• **Task prompt**
Pick out and copy every line in the data below that contains the word "silhouette". Matching is case-sensitive.

-- START --

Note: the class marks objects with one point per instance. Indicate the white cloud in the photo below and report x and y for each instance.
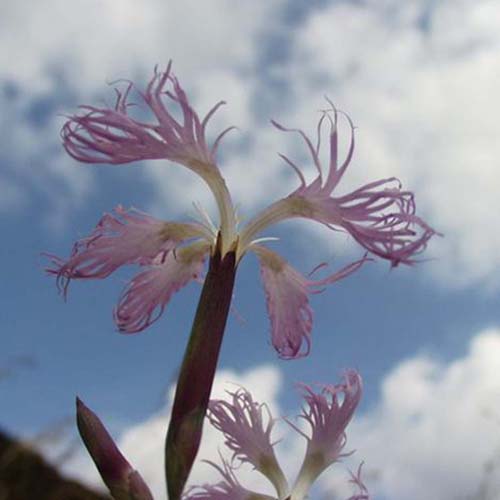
(75, 51)
(143, 443)
(420, 79)
(434, 432)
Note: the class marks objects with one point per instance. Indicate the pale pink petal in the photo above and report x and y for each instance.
(380, 216)
(247, 425)
(287, 296)
(122, 237)
(227, 489)
(362, 493)
(146, 296)
(328, 413)
(103, 135)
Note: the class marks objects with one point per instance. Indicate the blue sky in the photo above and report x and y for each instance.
(418, 78)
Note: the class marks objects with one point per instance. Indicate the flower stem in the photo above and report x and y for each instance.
(197, 371)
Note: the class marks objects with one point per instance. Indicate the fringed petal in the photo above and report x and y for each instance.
(287, 296)
(146, 296)
(380, 216)
(227, 489)
(103, 135)
(247, 427)
(122, 237)
(328, 416)
(121, 479)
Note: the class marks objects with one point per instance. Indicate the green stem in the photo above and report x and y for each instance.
(197, 371)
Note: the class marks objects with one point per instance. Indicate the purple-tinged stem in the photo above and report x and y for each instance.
(198, 370)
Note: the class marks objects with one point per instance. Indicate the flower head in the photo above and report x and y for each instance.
(380, 215)
(248, 436)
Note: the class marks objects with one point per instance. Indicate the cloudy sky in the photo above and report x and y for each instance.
(419, 79)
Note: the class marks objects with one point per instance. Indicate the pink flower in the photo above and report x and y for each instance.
(146, 296)
(247, 427)
(287, 293)
(380, 216)
(227, 489)
(247, 434)
(128, 237)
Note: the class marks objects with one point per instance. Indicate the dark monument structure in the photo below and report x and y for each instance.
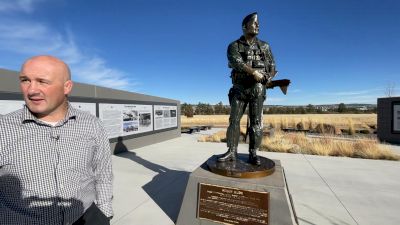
(237, 188)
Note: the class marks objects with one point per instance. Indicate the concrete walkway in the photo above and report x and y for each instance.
(150, 182)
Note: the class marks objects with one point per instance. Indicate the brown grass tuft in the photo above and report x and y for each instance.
(367, 148)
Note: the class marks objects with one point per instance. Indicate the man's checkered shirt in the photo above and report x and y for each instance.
(52, 174)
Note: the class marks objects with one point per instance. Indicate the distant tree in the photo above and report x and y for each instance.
(342, 108)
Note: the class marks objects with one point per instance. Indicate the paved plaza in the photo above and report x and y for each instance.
(150, 183)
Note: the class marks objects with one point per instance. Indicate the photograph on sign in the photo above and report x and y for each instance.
(165, 117)
(126, 119)
(7, 106)
(85, 106)
(396, 117)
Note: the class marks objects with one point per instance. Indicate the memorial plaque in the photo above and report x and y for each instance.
(232, 206)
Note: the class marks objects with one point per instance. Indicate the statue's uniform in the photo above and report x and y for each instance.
(246, 90)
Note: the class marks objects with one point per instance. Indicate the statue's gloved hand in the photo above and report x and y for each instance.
(258, 76)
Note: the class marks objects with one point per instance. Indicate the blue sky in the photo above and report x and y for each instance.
(333, 51)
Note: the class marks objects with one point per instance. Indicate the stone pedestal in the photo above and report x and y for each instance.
(278, 205)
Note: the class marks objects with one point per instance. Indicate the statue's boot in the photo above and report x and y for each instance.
(230, 155)
(253, 157)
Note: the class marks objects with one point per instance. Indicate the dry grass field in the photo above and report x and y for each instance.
(367, 148)
(309, 121)
(327, 145)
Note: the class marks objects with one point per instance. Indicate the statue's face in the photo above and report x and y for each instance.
(252, 27)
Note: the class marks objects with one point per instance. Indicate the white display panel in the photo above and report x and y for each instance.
(165, 116)
(396, 117)
(126, 119)
(85, 106)
(7, 106)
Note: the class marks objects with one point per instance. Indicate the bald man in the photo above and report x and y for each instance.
(55, 161)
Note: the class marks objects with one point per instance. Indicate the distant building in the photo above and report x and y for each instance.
(389, 119)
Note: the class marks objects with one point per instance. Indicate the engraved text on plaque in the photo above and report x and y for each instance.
(233, 206)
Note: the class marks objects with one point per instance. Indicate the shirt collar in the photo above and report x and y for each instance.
(27, 115)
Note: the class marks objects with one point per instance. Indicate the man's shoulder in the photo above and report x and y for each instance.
(15, 116)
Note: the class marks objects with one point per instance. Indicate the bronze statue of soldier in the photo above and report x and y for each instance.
(253, 68)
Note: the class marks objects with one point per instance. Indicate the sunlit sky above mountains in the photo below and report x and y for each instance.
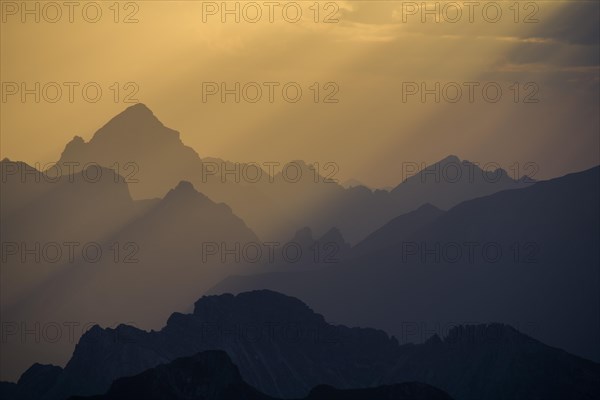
(370, 54)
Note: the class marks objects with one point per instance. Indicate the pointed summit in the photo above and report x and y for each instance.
(136, 120)
(184, 191)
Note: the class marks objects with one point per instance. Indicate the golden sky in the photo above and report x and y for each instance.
(371, 51)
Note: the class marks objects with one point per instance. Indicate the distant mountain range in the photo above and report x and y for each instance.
(274, 210)
(448, 261)
(283, 349)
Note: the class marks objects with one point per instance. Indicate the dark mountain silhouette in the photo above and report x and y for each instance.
(160, 240)
(544, 280)
(212, 376)
(282, 348)
(208, 376)
(274, 207)
(304, 251)
(33, 384)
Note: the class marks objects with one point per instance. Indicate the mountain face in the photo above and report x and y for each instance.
(397, 230)
(212, 376)
(77, 250)
(282, 348)
(500, 258)
(273, 203)
(208, 376)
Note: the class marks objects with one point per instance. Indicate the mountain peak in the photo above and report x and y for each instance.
(184, 190)
(450, 159)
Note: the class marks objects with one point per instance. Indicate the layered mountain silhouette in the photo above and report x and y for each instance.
(274, 206)
(79, 248)
(524, 257)
(283, 349)
(212, 376)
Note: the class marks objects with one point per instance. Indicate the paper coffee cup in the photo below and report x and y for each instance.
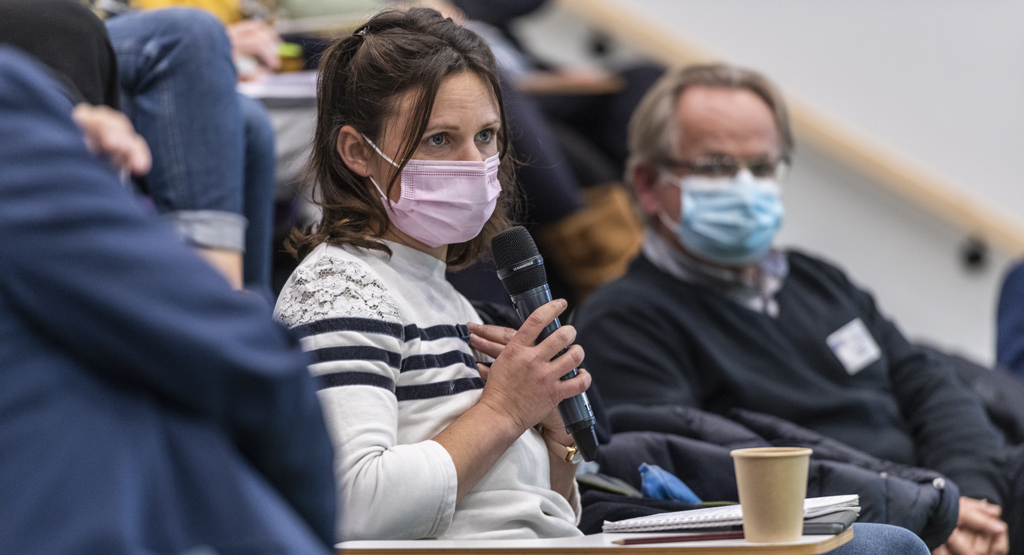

-- END --

• **Result**
Note: the class marks objects with one point per instance. Indicate the dark mountain silhouette in the photo above and report x and y for each instance.
Note: the class marks objects with one point per instance. Indicate the layered mountain silhouette in the photo above and report x and y for each instance.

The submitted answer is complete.